◆ Records provided ◆
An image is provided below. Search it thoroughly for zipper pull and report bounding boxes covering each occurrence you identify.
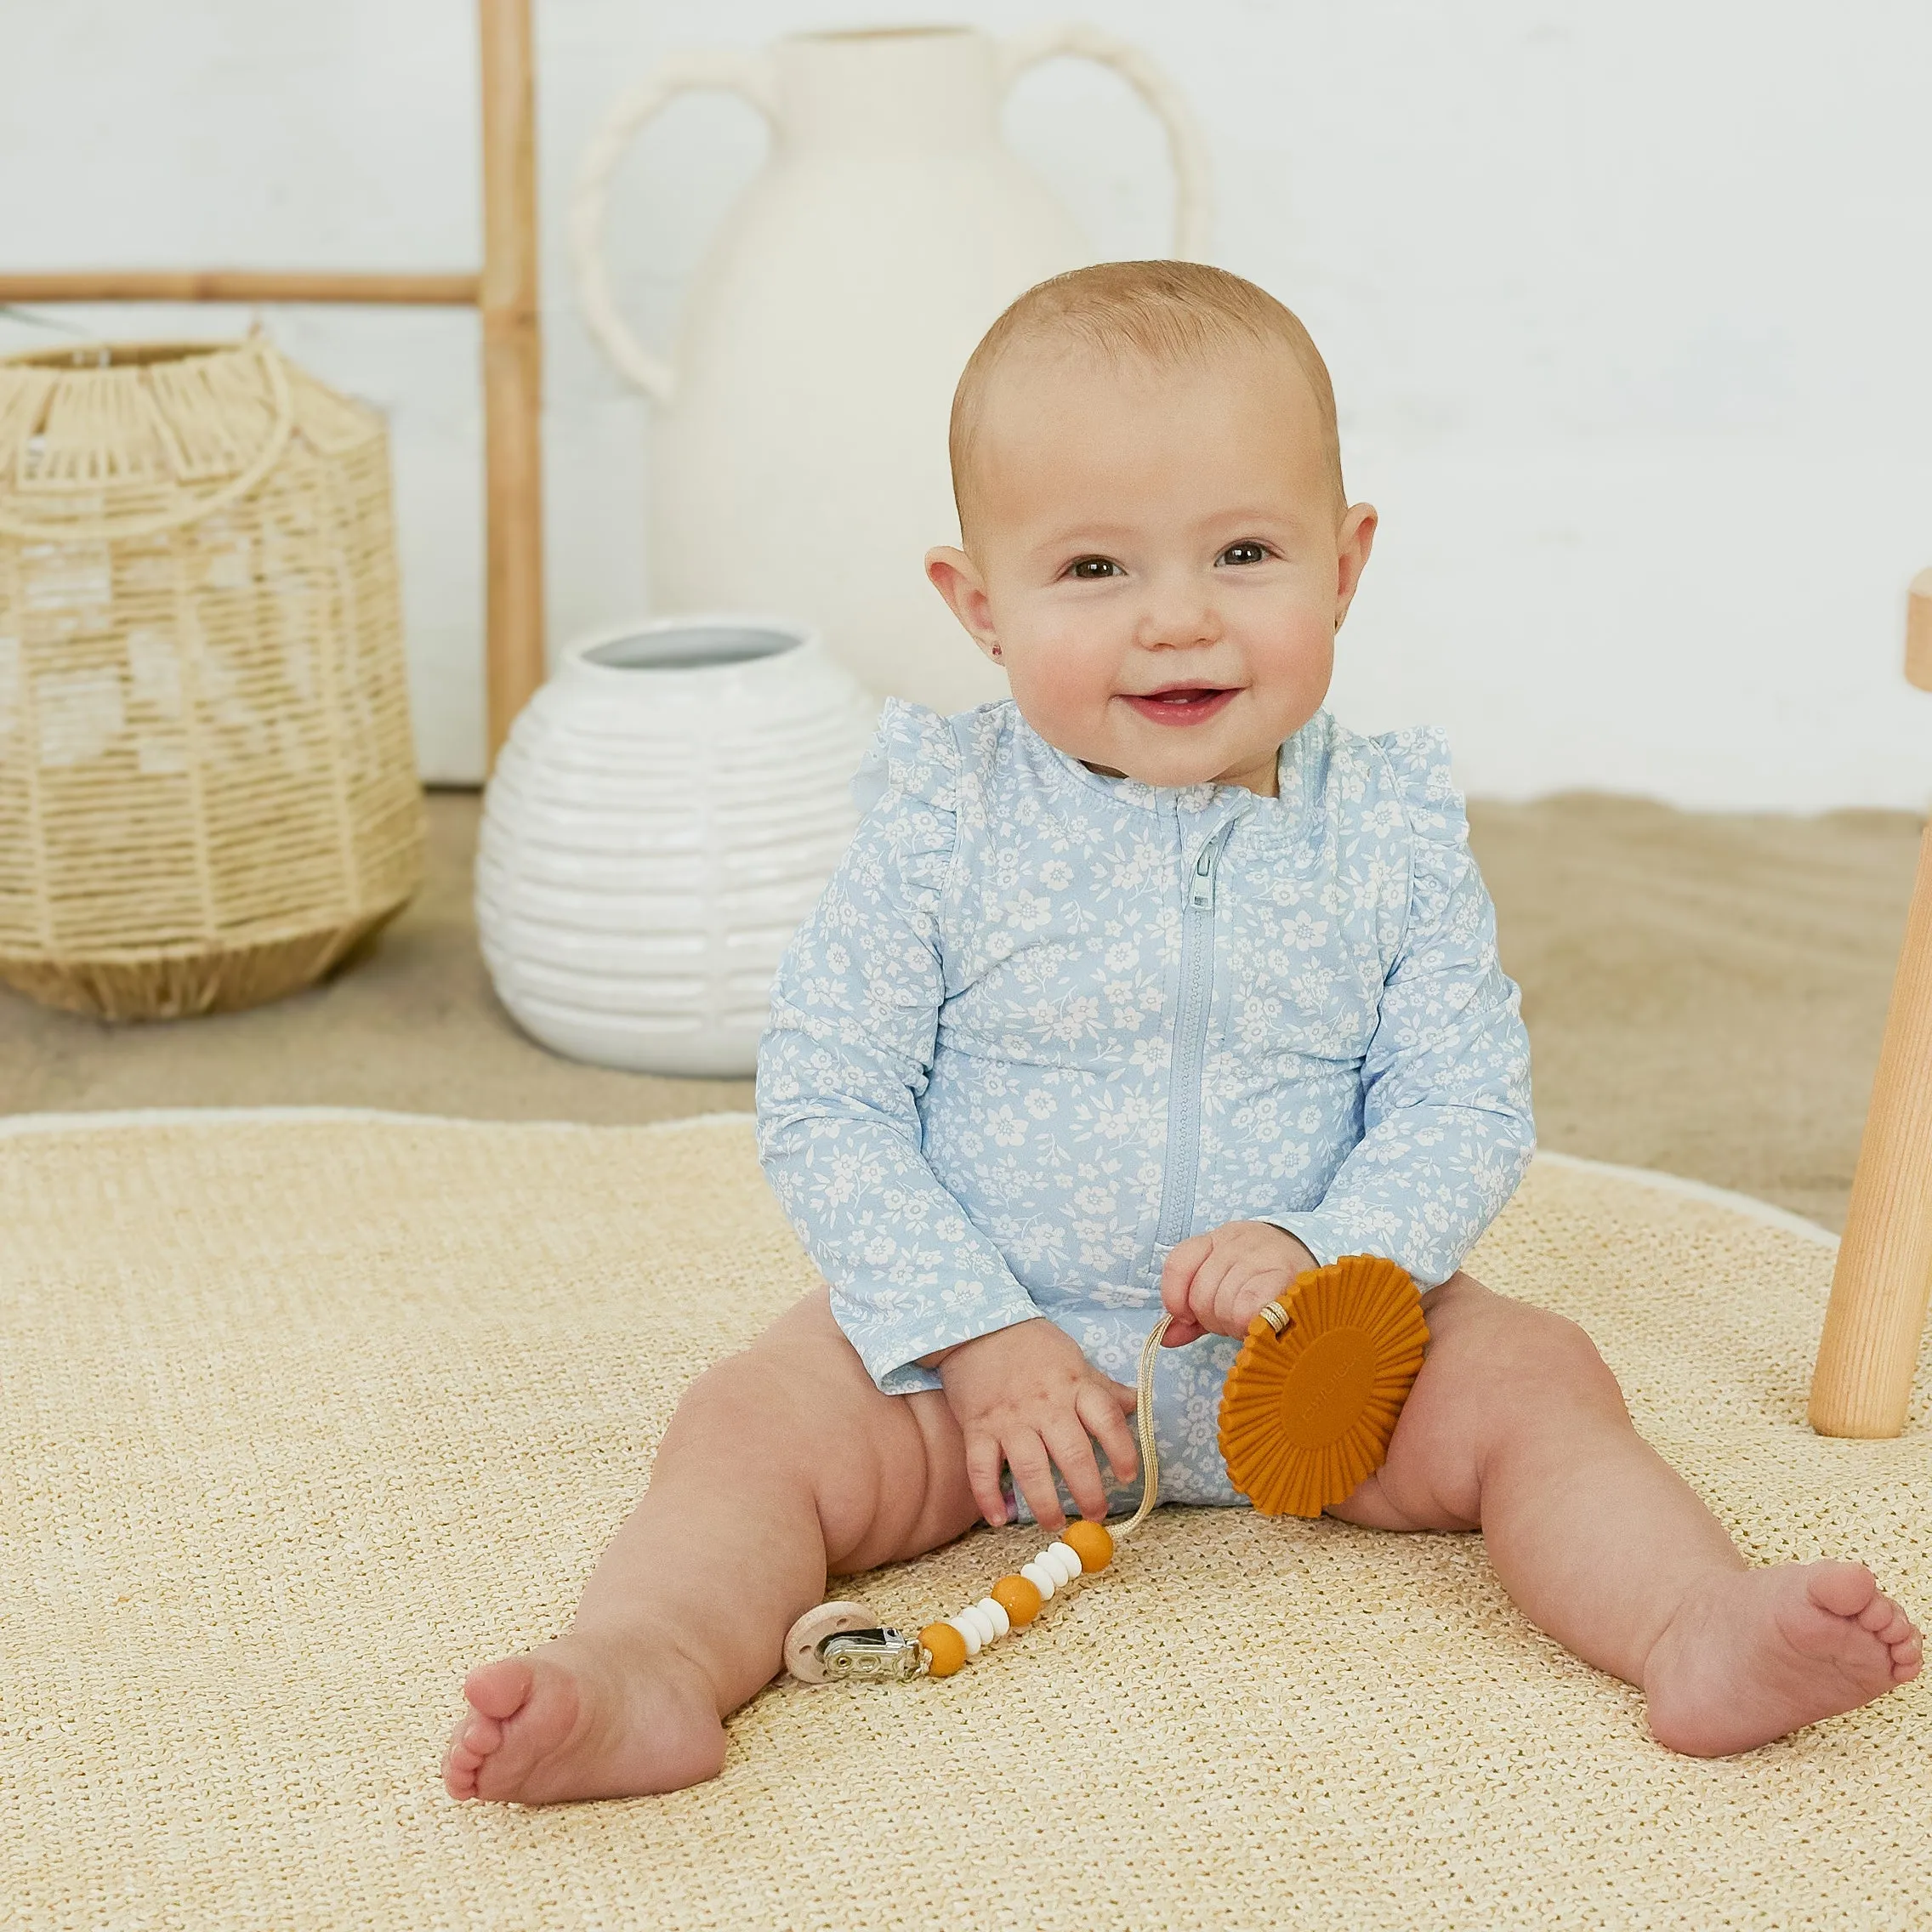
[1188,821,1236,912]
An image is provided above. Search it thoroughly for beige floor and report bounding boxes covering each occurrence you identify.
[9,1115,1926,1930]
[3,789,1923,1230]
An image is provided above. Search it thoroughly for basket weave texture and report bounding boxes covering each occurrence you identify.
[0,337,423,1019]
[3,1117,1927,1930]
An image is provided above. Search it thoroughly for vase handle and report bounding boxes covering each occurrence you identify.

◆ Problem to work on ◆
Return the line that contains "An image is provided above. Search it thoroughly for beige", along with every line after it in the data above, exactly and with nothing else.

◆ Exercise solution ◆
An image is provided above. Search it thoroughly for beige floor and report bounding boxes covering each occurrence you identify.
[9,1115,1926,1930]
[3,789,1923,1230]
An image is provided above. Search it thoroughly for basket weave texture and report bounding boxes covering each occurrence you identify.
[0,337,423,1019]
[3,1117,1927,1930]
An image is provided above. Search it thoroughly for vase handle and report bounding boxes covering each occurrence you identify.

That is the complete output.